- _Exercise prompt_: Convert each line of the entries below into a Markdown table with two columns, "No." for the row number and "Line" for the line itself, and omit any blank lines. Leave the pictures out of the table.

(Records from a data source)
** start **

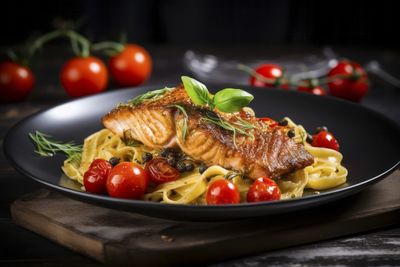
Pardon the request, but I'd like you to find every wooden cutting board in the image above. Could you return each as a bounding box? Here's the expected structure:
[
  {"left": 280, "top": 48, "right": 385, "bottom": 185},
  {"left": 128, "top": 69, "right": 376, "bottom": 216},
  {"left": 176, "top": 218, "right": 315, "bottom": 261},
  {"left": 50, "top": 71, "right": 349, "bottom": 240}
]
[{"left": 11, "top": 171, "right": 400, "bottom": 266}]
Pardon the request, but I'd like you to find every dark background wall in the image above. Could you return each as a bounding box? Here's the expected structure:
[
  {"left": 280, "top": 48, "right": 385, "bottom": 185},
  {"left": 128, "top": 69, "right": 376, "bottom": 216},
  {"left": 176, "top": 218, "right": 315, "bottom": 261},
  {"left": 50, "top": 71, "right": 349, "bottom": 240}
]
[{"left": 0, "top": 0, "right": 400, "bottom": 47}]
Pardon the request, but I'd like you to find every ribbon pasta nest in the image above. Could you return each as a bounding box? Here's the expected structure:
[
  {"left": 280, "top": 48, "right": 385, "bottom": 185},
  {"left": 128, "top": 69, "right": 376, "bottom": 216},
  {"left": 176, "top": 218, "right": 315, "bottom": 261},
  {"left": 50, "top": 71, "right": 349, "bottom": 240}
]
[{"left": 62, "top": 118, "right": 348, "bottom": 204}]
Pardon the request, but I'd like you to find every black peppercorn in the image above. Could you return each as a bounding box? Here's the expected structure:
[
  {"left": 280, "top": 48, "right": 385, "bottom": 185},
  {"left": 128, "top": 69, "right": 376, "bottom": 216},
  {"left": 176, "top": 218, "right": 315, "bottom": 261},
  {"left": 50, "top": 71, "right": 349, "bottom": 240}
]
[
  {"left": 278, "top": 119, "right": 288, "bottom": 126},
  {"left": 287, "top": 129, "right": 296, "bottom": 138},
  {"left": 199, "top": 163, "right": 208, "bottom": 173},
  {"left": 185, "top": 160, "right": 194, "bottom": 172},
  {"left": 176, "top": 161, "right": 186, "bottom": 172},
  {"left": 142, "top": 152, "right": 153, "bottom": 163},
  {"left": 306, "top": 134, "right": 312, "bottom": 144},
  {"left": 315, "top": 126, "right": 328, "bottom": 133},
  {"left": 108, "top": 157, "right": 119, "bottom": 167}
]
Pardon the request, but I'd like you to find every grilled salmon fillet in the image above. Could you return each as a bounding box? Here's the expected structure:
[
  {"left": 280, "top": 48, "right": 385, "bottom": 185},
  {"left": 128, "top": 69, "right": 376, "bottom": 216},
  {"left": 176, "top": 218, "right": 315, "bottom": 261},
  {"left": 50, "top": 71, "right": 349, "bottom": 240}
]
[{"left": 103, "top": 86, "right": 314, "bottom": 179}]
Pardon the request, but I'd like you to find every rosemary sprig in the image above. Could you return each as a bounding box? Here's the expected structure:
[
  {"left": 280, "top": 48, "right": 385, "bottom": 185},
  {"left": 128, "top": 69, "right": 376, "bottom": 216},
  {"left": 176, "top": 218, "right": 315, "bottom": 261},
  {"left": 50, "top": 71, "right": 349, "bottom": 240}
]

** end **

- _Response for this exercise_:
| No. | Line |
|---|---|
| 1 | Pardon the request, but I'd like you to find every wooden cutting board in the image above. Could you return each as a bounding box? Here's the expected structure: |
| 2 | [ |
| 3 |   {"left": 280, "top": 48, "right": 385, "bottom": 185}, |
| 4 |   {"left": 128, "top": 69, "right": 376, "bottom": 216}, |
| 5 |   {"left": 176, "top": 218, "right": 315, "bottom": 261}, |
| 6 |   {"left": 50, "top": 71, "right": 349, "bottom": 240} |
| 7 | ] |
| 8 | [{"left": 11, "top": 171, "right": 400, "bottom": 266}] |
| 9 | Pardon the request, but I'd like you to find every dark background wall in the image above. Could you return each as a bounding box? Here's the expected structure: |
| 10 | [ |
| 11 |   {"left": 280, "top": 48, "right": 385, "bottom": 185}, |
| 12 |   {"left": 128, "top": 69, "right": 376, "bottom": 216}, |
| 13 |   {"left": 176, "top": 218, "right": 315, "bottom": 261}, |
| 14 |   {"left": 50, "top": 71, "right": 349, "bottom": 240} |
| 15 | ] |
| 16 | [{"left": 0, "top": 0, "right": 400, "bottom": 47}] |
| 17 | Pardon the request, but I'd like you to find every ribbon pasta nest in the image above. Could you return each as a bounding box? Here's the expected structure: |
| 18 | [ |
| 19 |   {"left": 280, "top": 48, "right": 385, "bottom": 185}, |
| 20 |   {"left": 128, "top": 69, "right": 376, "bottom": 216}, |
| 21 |   {"left": 176, "top": 218, "right": 315, "bottom": 261}, |
| 22 |   {"left": 50, "top": 71, "right": 349, "bottom": 240} |
| 23 | ] |
| 24 | [{"left": 62, "top": 118, "right": 348, "bottom": 204}] |
| 25 | Pardon the request, but I'd like you to find every black peppercorn in the image above. Could you return each as a bounding box? Here's the expected structure: |
| 26 | [ |
| 27 |   {"left": 280, "top": 48, "right": 385, "bottom": 185}, |
| 28 |   {"left": 128, "top": 69, "right": 376, "bottom": 216}, |
| 29 |   {"left": 176, "top": 218, "right": 315, "bottom": 261}, |
| 30 |   {"left": 50, "top": 71, "right": 349, "bottom": 240} |
| 31 | ] |
| 32 | [ |
| 33 |   {"left": 278, "top": 119, "right": 288, "bottom": 126}, |
| 34 |   {"left": 287, "top": 129, "right": 296, "bottom": 138}, |
| 35 |   {"left": 199, "top": 163, "right": 208, "bottom": 173}, |
| 36 |   {"left": 185, "top": 160, "right": 194, "bottom": 172}, |
| 37 |   {"left": 176, "top": 161, "right": 186, "bottom": 172}, |
| 38 |   {"left": 142, "top": 152, "right": 153, "bottom": 163}, |
| 39 |   {"left": 306, "top": 134, "right": 312, "bottom": 144}, |
| 40 |   {"left": 315, "top": 126, "right": 328, "bottom": 133}, |
| 41 |   {"left": 108, "top": 157, "right": 119, "bottom": 167} |
| 42 | ] |
| 43 | Pardon the request, but I'd like you to find every grilled salmon fillet in the image above. Could you return each as a bounding box? Here's the expected structure: |
| 44 | [ |
| 45 |   {"left": 280, "top": 48, "right": 385, "bottom": 185}, |
| 46 |   {"left": 128, "top": 69, "right": 376, "bottom": 216}, |
| 47 |   {"left": 176, "top": 218, "right": 315, "bottom": 261}, |
| 48 |   {"left": 50, "top": 71, "right": 349, "bottom": 240} |
| 49 | ] |
| 50 | [{"left": 103, "top": 86, "right": 314, "bottom": 179}] |
| 51 | Pardon the request, but I'd like you to find every rosemary sprig in the image above. Could you return each as a bounding box? Here's the expected structure: |
| 52 | [ |
| 53 |   {"left": 280, "top": 48, "right": 385, "bottom": 185}, |
| 54 |   {"left": 128, "top": 69, "right": 376, "bottom": 216}, |
| 55 |   {"left": 176, "top": 218, "right": 315, "bottom": 261}, |
| 56 |   {"left": 50, "top": 71, "right": 349, "bottom": 240} |
| 57 | ] |